• Document segment:
A fragmented and reactionary response by banks to the Covid wildfire in greater Sydney is preparing the industry to reverse the reversal of provisioning that was the highlight of the most recent profit season.
By last night the four big banks had outlined boilerplate assistance measures.
CBA’s CEO Matt Comyn said in a media release, “We have a range of measures to help businesses to free up cash flow and provide some certainty, whether it's through loan deferrals, fee refunds or new low cost funding through the SME Recovery Loan Scheme.”
Westpac placed an emphasis on “case management support for our small business customers experiencing financial difficulty” as well as “reduced or deferred repayments on asset and equipment finance and eligible business loans [and] business loan restructuring with no fees incurred”.
ANZ side-stepped the language of deferrals, preferring “short-term payment relief”.
In a media release, Mark Hand, ANZ’s group executive for retail and commercial banking, said: “We want our customers to know there is help available if they need it in this difficult time. Our teams are standing ready to assist and will work with customers to understand their specific needs and help tailor individual solutions.”
NAB, in the same vein, mentioned “deferral of principal payments across multiple product options” and “a temporary reduced payment arrangement [or] giving a temporary payment break”.
An industry-wide response coordained by the Australian Banking Association and with the imprimatur of APRA is surely forthcoming
The ABA has postponed its one day conference scheduled for Wednesday in Sydney thatwaas to feature many industry and regulatory icons, and will still want to present a more sophisticated front than is so far evident from the federal government, which so recklessly terminated the Jobkeeper wage subsidy and Jobseeker supplement three months ago.
APRA’s quarterly ADI institution performance statistics for March 2021 show that across the industry lending provisions reversed relatively modestly by A$2.1 billion over six months to $26.9 billion, a decline that matches that of the four major banks over the same period.

• What you will do: Reproduce word for word the passage of the bank-relief article above, starting with "An industry-wide response" and going on through "the same period.".

• Data shown:
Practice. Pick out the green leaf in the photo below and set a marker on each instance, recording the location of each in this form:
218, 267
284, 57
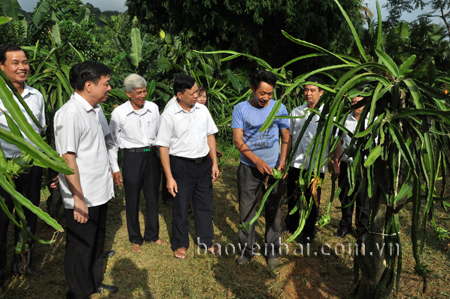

• Problem solution:
An industry-wide response coordained by the Australian Banking Association and with the imprimatur of APRA is surely forthcoming
The ABA has postponed its one day conference scheduled for Wednesday in Sydney thatwaas to feature many industry and regulatory icons, and will still want to present a more sophisticated front than is so far evident from the federal government, which so recklessly terminated the Jobkeeper wage subsidy and Jobseeker supplement three months ago.
APRA’s quarterly ADI institution performance statistics for March 2021 show that across the industry lending provisions reversed relatively modestly by A$2.1 billion over six months to $26.9 billion, a decline that matches that of the four major banks over the same period.